## [Exercise aim]
Range to output from the entries below: the line containing "Question. Place one point on every instance of the stone" through the line containing "x=510 y=845". Set it down exactly, ends included, nothing else.

## [Provided records]
++++++++++

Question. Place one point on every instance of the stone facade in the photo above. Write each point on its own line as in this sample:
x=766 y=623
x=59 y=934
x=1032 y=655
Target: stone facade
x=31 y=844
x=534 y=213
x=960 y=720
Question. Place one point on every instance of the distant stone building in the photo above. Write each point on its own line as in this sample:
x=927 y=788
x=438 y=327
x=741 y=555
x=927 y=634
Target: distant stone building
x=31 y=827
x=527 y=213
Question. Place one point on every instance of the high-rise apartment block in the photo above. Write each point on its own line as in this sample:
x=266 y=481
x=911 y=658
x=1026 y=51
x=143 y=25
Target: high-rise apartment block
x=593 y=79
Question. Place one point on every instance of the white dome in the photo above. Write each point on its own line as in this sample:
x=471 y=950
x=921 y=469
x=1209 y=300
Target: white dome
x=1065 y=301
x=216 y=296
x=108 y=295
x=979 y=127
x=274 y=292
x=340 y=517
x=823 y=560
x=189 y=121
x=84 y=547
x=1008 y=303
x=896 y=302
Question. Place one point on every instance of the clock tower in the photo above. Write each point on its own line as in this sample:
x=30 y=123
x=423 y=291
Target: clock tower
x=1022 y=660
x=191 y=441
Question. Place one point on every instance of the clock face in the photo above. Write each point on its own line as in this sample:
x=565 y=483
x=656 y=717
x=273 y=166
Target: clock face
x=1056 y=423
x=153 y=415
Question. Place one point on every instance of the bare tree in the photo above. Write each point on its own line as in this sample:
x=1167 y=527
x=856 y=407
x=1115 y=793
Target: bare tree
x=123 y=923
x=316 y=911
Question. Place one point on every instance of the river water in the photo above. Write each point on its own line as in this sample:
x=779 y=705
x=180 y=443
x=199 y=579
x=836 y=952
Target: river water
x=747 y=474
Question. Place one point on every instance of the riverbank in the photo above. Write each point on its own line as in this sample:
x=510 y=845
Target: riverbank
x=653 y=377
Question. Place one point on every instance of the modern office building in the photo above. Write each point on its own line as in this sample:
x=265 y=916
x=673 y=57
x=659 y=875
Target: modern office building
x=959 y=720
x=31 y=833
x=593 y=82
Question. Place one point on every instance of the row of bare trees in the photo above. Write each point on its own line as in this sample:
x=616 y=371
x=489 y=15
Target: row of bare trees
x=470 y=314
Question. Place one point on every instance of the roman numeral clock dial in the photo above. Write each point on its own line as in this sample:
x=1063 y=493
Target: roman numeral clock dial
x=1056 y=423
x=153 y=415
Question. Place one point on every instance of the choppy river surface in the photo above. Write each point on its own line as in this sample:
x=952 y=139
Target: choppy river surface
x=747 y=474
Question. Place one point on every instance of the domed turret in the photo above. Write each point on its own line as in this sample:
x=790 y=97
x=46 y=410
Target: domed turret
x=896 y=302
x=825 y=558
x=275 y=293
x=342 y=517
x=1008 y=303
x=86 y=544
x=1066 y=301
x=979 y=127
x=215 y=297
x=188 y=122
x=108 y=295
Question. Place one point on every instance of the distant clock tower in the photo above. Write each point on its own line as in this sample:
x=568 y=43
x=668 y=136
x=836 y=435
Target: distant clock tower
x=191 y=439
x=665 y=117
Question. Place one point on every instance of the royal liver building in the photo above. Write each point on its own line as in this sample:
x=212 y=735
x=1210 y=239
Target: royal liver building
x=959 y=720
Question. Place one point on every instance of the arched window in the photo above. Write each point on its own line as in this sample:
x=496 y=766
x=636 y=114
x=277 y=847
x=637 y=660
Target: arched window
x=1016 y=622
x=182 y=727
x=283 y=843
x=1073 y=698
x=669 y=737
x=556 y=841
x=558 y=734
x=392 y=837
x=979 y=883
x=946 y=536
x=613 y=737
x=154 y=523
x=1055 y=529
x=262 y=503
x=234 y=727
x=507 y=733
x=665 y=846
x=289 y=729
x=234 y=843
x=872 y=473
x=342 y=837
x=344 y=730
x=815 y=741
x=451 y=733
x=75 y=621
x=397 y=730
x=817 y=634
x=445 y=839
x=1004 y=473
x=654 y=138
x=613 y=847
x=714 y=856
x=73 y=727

++++++++++

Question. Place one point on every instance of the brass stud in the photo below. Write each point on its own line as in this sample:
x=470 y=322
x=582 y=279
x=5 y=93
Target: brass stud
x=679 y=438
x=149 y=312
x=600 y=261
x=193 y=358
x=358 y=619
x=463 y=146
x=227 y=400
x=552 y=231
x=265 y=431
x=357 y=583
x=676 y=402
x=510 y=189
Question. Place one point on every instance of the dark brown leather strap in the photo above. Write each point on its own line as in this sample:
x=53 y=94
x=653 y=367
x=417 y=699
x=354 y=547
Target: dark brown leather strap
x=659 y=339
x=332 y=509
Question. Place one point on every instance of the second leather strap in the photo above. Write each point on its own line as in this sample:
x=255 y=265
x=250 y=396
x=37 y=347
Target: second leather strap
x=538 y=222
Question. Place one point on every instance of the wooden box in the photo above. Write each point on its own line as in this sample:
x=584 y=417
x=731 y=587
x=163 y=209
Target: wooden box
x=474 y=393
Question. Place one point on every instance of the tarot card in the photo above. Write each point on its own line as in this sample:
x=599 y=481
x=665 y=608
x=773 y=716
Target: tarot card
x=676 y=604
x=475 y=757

++++++++++

## [Expected output]
Question. Place one point on every instance of the stone facade in the photo above. Write each point on its own line as in this sample:
x=766 y=623
x=59 y=934
x=1032 y=655
Target: stone facade
x=31 y=844
x=534 y=213
x=960 y=720
Question. Place one point on every instance of the distant stone building in the photo above. Write each point on its own line as in this sample:
x=927 y=788
x=438 y=327
x=741 y=555
x=927 y=634
Target: distant stone building
x=31 y=827
x=527 y=213
Question. Place one point on every instance of the high-rise apartment block in the photo above. Write each point on its own line as in this sample:
x=266 y=481
x=911 y=658
x=1026 y=51
x=143 y=25
Target: high-rise apartment block
x=593 y=79
Question. Place one point on every instance of the white dome in the photo above. Write each point on its own line as in this sample:
x=471 y=950
x=921 y=469
x=1209 y=300
Target: white dome
x=1065 y=301
x=216 y=296
x=108 y=295
x=979 y=127
x=274 y=292
x=340 y=517
x=823 y=560
x=189 y=121
x=84 y=547
x=1008 y=303
x=896 y=302
Question. Place one point on every instance of the clock tower in the photo above. Write each point on its own line as in this sample:
x=30 y=123
x=423 y=291
Target: clock tower
x=1022 y=660
x=191 y=441
Question. Place one point on every instance of the clock face in the photo above. Write each point on its own line as in this sample:
x=565 y=483
x=656 y=717
x=273 y=166
Target: clock face
x=1056 y=423
x=153 y=415
Question. Place one point on every instance of the bare tree in the photo above. Write each point on its own line as in this sample:
x=1167 y=527
x=856 y=407
x=1115 y=793
Target: bare tree
x=123 y=923
x=316 y=911
Question. Place one point on every instance of the river water in the photo above. Write each point on its own line as in this sample:
x=779 y=705
x=180 y=443
x=199 y=579
x=836 y=952
Target: river water
x=747 y=474
Question. Place one point on every instance of the riverbank in the photo above. Write each point on its own line as in this sample:
x=510 y=845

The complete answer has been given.